>>>>
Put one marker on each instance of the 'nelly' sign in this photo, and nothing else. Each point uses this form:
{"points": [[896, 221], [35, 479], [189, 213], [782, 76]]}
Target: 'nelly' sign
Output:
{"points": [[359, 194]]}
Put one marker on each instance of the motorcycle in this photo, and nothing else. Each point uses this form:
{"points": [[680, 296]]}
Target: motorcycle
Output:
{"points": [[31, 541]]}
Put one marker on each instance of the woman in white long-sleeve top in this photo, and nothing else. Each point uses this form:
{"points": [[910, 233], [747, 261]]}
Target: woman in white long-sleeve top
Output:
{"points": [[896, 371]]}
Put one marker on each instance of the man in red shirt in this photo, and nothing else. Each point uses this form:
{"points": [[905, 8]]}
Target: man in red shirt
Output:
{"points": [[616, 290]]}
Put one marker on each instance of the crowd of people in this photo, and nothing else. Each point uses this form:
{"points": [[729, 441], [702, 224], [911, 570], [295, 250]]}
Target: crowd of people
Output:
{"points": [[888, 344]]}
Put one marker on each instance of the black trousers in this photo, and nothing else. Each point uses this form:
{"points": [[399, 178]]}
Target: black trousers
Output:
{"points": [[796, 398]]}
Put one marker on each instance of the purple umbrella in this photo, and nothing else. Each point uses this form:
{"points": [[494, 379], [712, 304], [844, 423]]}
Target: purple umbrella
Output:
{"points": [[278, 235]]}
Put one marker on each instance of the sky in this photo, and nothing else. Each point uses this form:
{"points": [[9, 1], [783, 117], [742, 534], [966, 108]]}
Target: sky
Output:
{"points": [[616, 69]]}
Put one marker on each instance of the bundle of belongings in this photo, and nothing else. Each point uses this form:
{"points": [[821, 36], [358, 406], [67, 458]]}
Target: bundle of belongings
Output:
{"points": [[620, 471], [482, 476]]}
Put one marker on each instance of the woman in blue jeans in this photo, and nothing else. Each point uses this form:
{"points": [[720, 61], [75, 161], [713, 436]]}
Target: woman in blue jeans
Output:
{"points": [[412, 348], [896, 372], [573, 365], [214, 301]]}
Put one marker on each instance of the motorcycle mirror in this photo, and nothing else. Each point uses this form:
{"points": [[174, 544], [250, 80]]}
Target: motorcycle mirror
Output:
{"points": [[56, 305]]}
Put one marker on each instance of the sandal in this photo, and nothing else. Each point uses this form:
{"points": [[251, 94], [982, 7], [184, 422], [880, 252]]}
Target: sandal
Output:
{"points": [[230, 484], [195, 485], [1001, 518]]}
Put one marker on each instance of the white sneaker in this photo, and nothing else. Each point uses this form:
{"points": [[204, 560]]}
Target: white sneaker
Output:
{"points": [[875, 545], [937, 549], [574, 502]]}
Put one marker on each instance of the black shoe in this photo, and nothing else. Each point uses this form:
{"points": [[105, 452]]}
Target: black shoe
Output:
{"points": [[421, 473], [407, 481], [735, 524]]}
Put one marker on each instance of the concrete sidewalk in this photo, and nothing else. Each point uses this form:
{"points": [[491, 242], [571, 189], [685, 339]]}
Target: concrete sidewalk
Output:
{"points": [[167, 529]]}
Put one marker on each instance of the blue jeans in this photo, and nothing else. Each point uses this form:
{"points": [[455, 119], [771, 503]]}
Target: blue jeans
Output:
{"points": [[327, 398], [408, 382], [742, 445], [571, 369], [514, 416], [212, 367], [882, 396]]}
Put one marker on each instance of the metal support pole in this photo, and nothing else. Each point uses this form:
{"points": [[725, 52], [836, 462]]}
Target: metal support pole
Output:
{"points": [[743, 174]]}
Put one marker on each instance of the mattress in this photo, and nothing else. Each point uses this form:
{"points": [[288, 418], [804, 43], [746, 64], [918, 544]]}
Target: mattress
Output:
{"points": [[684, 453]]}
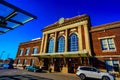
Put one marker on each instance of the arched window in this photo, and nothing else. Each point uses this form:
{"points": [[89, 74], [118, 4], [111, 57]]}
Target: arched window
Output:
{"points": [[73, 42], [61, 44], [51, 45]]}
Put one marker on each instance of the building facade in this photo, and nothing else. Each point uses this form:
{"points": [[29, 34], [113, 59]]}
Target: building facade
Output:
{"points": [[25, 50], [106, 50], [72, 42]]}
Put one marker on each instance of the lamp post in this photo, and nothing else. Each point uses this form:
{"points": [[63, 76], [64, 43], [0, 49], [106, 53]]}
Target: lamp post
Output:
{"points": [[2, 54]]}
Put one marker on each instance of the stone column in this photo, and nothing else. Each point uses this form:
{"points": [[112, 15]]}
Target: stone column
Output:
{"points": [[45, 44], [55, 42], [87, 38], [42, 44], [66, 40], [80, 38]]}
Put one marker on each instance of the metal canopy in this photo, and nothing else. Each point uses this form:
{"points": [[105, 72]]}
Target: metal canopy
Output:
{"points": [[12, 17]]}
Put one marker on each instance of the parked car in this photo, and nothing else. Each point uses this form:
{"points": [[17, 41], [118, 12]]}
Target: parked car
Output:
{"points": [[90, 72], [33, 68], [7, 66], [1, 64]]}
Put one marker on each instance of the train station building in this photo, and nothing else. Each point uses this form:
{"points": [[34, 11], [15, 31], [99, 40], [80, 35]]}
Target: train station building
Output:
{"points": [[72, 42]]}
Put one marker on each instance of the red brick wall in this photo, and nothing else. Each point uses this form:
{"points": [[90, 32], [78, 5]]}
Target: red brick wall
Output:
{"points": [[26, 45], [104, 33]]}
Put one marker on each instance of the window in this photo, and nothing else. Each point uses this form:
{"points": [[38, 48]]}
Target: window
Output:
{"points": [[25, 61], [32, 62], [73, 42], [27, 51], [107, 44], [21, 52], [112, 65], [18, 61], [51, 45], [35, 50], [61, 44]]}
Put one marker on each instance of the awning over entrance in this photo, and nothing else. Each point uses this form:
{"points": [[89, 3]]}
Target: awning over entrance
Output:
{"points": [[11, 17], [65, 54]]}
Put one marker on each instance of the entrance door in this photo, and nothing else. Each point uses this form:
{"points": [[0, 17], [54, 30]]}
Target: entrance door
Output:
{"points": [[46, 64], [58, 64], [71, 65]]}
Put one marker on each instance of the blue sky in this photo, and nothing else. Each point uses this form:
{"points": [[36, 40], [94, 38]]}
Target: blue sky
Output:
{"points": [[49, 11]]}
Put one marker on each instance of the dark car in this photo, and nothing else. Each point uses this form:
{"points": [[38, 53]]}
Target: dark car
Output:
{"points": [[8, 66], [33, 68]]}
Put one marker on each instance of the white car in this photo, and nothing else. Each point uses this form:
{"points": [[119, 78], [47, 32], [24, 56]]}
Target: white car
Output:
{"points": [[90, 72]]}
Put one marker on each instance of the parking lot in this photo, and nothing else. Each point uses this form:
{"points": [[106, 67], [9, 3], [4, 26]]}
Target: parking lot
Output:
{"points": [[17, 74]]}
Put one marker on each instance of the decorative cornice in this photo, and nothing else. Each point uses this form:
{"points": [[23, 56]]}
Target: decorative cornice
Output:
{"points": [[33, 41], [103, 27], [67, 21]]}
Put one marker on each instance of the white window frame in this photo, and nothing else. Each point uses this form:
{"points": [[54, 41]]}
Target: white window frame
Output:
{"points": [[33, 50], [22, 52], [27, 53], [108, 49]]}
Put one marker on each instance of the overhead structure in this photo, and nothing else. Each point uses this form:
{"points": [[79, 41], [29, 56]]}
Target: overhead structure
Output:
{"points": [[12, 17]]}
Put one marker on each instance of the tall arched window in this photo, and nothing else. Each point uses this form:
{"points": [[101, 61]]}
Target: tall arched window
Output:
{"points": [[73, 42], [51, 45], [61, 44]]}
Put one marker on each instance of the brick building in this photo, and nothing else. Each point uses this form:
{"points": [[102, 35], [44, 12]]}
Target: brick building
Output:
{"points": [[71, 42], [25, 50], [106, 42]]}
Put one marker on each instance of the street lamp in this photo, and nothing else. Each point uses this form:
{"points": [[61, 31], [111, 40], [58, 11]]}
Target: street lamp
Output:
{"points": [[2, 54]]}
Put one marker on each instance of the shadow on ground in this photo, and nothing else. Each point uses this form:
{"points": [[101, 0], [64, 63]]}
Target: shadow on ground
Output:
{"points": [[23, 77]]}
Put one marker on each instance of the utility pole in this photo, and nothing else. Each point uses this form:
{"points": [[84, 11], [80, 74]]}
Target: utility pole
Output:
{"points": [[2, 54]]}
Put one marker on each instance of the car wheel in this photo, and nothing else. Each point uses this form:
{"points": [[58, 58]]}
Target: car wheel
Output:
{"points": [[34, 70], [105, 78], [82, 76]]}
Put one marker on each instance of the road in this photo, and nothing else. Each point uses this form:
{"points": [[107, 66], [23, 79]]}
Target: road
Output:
<<<<
■ TRY IT
Check each line of the listing above, and copy it if it contains the word "overhead".

■ SOLUTION BELOW
Put one marker on each instance of the overhead structure in this photo, and nothing else. Each point uses this form:
Target: overhead structure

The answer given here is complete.